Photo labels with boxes
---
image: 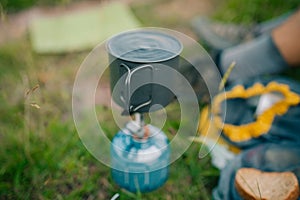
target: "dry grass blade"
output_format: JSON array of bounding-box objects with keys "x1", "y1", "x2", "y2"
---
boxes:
[
  {"x1": 30, "y1": 103, "x2": 41, "y2": 109},
  {"x1": 24, "y1": 84, "x2": 40, "y2": 98},
  {"x1": 256, "y1": 179, "x2": 262, "y2": 200}
]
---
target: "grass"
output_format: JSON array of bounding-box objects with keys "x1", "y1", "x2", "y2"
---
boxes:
[
  {"x1": 0, "y1": 0, "x2": 294, "y2": 199},
  {"x1": 213, "y1": 0, "x2": 299, "y2": 24}
]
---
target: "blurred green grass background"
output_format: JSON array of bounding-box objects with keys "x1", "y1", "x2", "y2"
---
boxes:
[{"x1": 0, "y1": 0, "x2": 299, "y2": 199}]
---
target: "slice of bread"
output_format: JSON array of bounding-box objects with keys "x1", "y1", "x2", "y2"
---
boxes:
[{"x1": 235, "y1": 168, "x2": 299, "y2": 200}]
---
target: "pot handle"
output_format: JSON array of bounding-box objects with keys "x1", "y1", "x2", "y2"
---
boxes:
[{"x1": 120, "y1": 63, "x2": 153, "y2": 114}]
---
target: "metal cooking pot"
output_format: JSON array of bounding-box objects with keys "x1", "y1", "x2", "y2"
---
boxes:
[{"x1": 106, "y1": 29, "x2": 182, "y2": 114}]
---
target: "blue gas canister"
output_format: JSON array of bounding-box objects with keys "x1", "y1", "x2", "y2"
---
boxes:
[{"x1": 111, "y1": 121, "x2": 170, "y2": 192}]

Set problem
Please count the lines in the entries above that contain the word "grass" and reply with the number alone.

Task output
3